Tugas yang Diminta:
Kembalikan setiap baris catatan di bawah ini yang mengandung kata "window". Huruf besar dan huruf kecil dibedakan.

######

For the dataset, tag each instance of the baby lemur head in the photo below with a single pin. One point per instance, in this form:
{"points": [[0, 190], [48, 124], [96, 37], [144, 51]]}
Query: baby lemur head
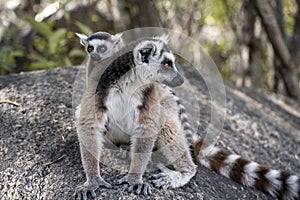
{"points": [[100, 45], [157, 62]]}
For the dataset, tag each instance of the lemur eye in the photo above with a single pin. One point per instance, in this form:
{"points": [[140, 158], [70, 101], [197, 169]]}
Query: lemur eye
{"points": [[167, 63], [102, 49], [90, 49]]}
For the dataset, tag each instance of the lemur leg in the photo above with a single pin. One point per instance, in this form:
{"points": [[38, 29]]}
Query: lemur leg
{"points": [[177, 151], [141, 149], [90, 135], [143, 140]]}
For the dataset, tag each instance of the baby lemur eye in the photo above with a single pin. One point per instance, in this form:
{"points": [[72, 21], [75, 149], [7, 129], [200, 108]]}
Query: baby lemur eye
{"points": [[90, 49], [167, 63], [102, 49]]}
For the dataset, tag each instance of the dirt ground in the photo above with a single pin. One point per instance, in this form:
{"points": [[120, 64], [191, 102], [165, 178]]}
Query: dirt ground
{"points": [[40, 156]]}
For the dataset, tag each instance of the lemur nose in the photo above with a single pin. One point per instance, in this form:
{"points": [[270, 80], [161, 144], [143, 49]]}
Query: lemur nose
{"points": [[95, 57]]}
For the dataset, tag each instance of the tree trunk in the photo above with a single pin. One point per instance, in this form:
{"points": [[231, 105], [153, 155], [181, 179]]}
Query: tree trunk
{"points": [[251, 47], [288, 69]]}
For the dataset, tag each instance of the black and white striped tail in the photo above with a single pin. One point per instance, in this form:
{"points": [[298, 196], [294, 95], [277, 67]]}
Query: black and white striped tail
{"points": [[281, 185]]}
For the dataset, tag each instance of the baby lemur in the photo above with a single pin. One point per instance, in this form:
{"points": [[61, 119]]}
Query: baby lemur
{"points": [[128, 101]]}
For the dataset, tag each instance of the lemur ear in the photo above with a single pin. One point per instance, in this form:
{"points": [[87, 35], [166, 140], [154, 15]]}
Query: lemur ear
{"points": [[83, 38], [145, 52], [117, 38], [165, 38]]}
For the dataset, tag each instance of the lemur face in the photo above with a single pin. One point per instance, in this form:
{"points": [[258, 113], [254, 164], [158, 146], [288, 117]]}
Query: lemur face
{"points": [[157, 59], [100, 45]]}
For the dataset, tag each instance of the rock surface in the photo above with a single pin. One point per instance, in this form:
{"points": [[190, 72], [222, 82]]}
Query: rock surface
{"points": [[40, 156]]}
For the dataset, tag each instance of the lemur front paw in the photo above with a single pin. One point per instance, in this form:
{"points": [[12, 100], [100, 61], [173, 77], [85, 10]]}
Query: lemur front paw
{"points": [[123, 152], [167, 179], [91, 186], [136, 184]]}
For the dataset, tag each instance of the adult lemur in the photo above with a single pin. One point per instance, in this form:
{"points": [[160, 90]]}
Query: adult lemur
{"points": [[126, 94]]}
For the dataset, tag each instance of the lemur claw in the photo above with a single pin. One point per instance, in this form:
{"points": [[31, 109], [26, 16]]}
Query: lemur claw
{"points": [[90, 187], [136, 185]]}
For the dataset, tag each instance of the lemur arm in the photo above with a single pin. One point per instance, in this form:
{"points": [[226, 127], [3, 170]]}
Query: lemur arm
{"points": [[90, 136]]}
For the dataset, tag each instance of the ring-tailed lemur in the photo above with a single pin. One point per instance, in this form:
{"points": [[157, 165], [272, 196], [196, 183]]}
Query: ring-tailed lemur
{"points": [[101, 45], [98, 46], [148, 119]]}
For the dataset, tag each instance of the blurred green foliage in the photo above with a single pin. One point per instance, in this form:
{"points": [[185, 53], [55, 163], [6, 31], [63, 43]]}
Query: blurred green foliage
{"points": [[51, 45]]}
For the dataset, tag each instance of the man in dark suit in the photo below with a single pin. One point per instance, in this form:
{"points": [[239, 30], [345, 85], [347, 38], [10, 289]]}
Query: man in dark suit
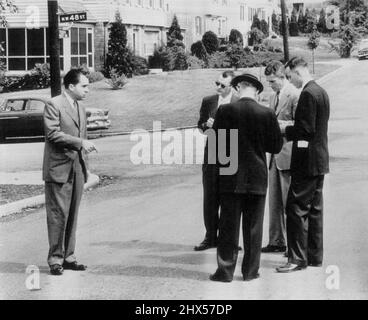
{"points": [[211, 200], [309, 165], [252, 130], [65, 170]]}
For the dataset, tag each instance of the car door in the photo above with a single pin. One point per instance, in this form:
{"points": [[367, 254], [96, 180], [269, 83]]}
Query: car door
{"points": [[12, 118], [34, 120]]}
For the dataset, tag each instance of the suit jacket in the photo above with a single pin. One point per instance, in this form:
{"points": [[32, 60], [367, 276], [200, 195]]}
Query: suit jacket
{"points": [[310, 156], [258, 133], [209, 110], [64, 134], [288, 101]]}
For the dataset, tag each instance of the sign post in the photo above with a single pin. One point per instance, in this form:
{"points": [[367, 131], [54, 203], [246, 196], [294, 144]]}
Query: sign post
{"points": [[54, 47], [285, 29]]}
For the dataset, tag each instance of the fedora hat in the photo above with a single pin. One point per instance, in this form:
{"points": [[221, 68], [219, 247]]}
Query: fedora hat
{"points": [[248, 78]]}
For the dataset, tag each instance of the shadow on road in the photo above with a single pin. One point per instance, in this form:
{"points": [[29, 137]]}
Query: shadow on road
{"points": [[145, 245], [150, 272], [15, 267]]}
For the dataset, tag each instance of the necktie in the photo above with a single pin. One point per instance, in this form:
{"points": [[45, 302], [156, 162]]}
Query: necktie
{"points": [[277, 100], [76, 106]]}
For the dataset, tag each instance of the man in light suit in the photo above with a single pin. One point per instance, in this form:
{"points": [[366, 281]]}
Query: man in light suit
{"points": [[65, 170], [309, 165], [211, 201], [283, 101]]}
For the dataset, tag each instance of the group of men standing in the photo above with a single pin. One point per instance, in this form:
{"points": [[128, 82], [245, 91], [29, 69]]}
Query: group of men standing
{"points": [[293, 130]]}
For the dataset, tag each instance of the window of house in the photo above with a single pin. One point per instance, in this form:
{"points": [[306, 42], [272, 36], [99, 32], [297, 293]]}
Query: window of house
{"points": [[23, 48], [198, 25], [81, 47], [242, 12]]}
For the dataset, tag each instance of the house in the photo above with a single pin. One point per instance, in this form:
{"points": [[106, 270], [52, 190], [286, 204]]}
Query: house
{"points": [[220, 16]]}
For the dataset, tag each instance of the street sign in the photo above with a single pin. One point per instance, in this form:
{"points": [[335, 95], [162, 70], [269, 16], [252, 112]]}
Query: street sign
{"points": [[73, 17]]}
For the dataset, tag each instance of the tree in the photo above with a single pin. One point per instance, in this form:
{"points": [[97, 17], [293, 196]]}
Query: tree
{"points": [[265, 28], [4, 5], [236, 37], [174, 36], [199, 50], [301, 22], [313, 42], [275, 23], [321, 26], [118, 57], [293, 27], [256, 22], [349, 37], [309, 20], [235, 53], [210, 42]]}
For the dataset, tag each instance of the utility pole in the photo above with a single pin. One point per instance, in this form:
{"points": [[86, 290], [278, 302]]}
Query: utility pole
{"points": [[54, 46], [285, 29]]}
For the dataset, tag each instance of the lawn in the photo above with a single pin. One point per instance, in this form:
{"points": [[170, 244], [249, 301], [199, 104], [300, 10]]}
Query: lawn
{"points": [[173, 98]]}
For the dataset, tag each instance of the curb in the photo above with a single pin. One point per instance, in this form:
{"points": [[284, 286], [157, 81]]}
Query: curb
{"points": [[125, 133], [18, 206]]}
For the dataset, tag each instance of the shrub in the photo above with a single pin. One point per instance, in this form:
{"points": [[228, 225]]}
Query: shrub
{"points": [[236, 37], [256, 36], [118, 57], [169, 59], [195, 63], [177, 58], [95, 76], [116, 80], [210, 42], [159, 59], [235, 54], [140, 65], [199, 50], [219, 60], [265, 28]]}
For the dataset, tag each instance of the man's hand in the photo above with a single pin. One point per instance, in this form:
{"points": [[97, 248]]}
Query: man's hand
{"points": [[283, 124], [210, 122], [89, 146]]}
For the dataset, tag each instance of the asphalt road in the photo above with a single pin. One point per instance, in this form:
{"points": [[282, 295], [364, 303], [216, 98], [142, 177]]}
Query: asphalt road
{"points": [[137, 234]]}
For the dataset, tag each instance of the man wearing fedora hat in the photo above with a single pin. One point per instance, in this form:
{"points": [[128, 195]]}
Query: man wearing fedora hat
{"points": [[244, 192], [224, 94]]}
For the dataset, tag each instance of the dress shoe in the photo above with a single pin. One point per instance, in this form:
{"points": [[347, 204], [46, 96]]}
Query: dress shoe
{"points": [[56, 270], [273, 249], [216, 277], [314, 264], [205, 246], [250, 278], [289, 267], [74, 266]]}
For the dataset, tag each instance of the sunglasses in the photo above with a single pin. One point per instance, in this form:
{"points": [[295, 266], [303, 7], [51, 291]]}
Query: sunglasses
{"points": [[220, 84]]}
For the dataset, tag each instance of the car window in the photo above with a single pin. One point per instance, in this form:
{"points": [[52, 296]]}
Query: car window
{"points": [[36, 105], [15, 105]]}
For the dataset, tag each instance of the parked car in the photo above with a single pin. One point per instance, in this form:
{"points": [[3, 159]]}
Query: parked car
{"points": [[363, 49], [23, 117]]}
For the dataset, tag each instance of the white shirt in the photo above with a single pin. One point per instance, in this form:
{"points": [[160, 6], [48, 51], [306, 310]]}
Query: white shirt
{"points": [[225, 100], [70, 99]]}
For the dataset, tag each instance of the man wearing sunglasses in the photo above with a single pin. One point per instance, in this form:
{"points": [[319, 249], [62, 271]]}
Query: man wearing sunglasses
{"points": [[224, 95]]}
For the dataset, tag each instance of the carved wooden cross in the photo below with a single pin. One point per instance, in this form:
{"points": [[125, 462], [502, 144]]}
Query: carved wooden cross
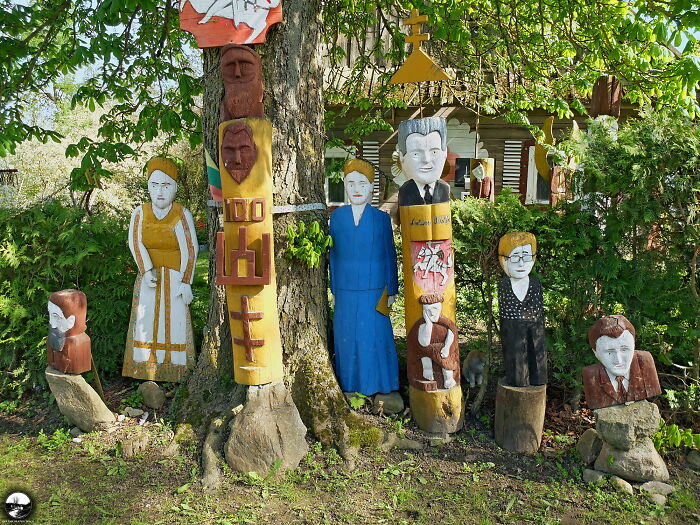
{"points": [[245, 315], [415, 21]]}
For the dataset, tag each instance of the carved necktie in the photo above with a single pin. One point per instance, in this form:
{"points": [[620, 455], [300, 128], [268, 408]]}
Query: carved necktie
{"points": [[427, 197], [621, 392]]}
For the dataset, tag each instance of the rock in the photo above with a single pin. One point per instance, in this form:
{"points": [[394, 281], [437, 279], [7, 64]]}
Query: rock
{"points": [[693, 459], [622, 426], [589, 446], [621, 485], [266, 430], [388, 403], [659, 499], [642, 463], [134, 444], [77, 400], [657, 487], [153, 395], [133, 412], [593, 476]]}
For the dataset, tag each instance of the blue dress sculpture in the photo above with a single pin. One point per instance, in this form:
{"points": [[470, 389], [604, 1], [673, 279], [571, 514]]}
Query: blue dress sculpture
{"points": [[363, 280]]}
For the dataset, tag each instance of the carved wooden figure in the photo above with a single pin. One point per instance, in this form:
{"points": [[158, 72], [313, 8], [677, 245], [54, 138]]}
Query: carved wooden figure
{"points": [[623, 374], [243, 84], [215, 23], [521, 396], [162, 239], [68, 346], [364, 281], [428, 265], [245, 262]]}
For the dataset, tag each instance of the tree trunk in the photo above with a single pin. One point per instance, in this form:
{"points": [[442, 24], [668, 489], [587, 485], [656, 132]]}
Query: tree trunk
{"points": [[292, 69]]}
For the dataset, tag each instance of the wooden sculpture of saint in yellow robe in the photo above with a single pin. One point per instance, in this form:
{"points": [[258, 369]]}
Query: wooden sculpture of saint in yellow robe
{"points": [[162, 239]]}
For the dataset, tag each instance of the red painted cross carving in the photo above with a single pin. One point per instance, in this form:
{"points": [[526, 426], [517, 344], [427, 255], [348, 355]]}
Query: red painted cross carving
{"points": [[245, 315]]}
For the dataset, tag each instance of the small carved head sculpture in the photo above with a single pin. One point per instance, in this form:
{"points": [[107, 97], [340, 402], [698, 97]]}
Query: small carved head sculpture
{"points": [[612, 339], [67, 315], [422, 147], [359, 176], [432, 306], [243, 85], [162, 181], [238, 150], [516, 254]]}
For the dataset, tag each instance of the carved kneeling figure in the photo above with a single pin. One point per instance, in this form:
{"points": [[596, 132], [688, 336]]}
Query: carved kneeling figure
{"points": [[437, 349]]}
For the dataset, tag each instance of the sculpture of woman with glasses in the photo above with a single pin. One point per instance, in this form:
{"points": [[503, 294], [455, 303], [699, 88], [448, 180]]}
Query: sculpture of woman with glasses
{"points": [[521, 312]]}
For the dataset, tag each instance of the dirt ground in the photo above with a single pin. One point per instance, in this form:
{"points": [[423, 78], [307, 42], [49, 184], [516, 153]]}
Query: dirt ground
{"points": [[468, 480]]}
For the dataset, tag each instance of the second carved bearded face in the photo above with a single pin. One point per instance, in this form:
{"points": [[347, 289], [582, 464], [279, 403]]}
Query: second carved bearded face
{"points": [[238, 150]]}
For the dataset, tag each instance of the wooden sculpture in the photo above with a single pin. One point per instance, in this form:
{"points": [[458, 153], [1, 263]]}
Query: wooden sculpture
{"points": [[364, 281], [623, 374], [162, 239], [428, 264], [521, 395], [68, 346], [215, 23], [245, 262]]}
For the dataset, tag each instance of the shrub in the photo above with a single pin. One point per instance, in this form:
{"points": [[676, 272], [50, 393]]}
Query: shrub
{"points": [[50, 248]]}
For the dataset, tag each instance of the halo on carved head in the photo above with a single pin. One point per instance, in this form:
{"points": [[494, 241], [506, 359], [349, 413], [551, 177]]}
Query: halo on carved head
{"points": [[431, 298], [163, 164], [512, 240], [612, 326], [361, 166]]}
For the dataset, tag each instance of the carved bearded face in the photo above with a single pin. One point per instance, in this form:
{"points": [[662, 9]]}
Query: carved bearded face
{"points": [[238, 150], [616, 353], [357, 187], [162, 189], [243, 87], [424, 157], [516, 266]]}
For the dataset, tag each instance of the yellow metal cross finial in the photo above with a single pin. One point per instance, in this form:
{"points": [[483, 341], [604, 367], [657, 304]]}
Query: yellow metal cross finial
{"points": [[415, 21]]}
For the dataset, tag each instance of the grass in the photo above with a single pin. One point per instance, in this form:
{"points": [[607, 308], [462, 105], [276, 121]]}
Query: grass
{"points": [[89, 483]]}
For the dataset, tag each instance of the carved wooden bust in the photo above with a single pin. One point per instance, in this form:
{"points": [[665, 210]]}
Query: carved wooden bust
{"points": [[243, 85], [68, 346]]}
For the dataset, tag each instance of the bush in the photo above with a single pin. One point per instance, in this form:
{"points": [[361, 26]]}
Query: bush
{"points": [[50, 248]]}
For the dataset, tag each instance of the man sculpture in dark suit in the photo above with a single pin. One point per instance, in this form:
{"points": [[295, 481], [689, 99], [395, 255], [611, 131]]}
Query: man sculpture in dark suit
{"points": [[422, 153], [623, 374]]}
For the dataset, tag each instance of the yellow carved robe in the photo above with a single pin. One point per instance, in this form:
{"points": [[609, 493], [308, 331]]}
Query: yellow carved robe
{"points": [[159, 343]]}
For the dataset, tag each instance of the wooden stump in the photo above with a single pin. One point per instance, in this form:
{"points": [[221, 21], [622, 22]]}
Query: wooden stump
{"points": [[520, 416], [439, 411]]}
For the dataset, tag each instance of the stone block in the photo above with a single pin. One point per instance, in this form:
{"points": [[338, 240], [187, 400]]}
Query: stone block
{"points": [[642, 463], [589, 446], [267, 429], [622, 426], [77, 400]]}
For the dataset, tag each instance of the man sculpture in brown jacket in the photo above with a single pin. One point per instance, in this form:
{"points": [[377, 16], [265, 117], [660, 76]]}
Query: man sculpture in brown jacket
{"points": [[623, 374]]}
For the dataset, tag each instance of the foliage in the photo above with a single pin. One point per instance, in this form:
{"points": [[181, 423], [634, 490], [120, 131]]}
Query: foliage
{"points": [[671, 436], [307, 244], [134, 58], [51, 443], [629, 247], [50, 248], [511, 57]]}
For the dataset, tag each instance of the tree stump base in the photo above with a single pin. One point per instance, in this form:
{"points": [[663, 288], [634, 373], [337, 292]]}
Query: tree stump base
{"points": [[439, 411], [520, 417]]}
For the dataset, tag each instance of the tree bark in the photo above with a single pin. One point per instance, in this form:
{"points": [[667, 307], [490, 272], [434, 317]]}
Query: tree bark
{"points": [[292, 69]]}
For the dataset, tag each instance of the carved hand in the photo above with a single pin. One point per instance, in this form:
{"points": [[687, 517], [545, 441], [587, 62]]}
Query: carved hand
{"points": [[151, 277], [186, 291]]}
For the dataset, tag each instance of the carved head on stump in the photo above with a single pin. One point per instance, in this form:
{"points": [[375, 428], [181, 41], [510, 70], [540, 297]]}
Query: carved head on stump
{"points": [[238, 150], [243, 85], [68, 346], [623, 374]]}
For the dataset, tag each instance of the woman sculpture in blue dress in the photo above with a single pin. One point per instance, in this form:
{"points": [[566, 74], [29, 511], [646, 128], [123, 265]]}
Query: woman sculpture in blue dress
{"points": [[364, 281]]}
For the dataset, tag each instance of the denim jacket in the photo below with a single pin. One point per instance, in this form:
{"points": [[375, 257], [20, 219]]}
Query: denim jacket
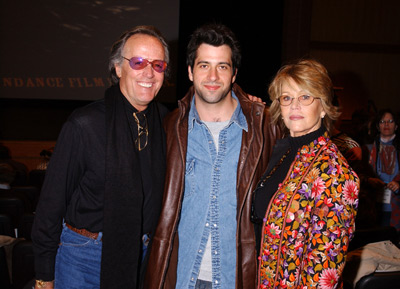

######

Latihan Selesai:
For the dataset, tag each instance of the window of house in the photo above with a single pin. One point per instance, in this form:
Query: window of house
For the dataset, tag each instance of the car window in the photo above with a single pin. One point per instance, in this form:
Query: car window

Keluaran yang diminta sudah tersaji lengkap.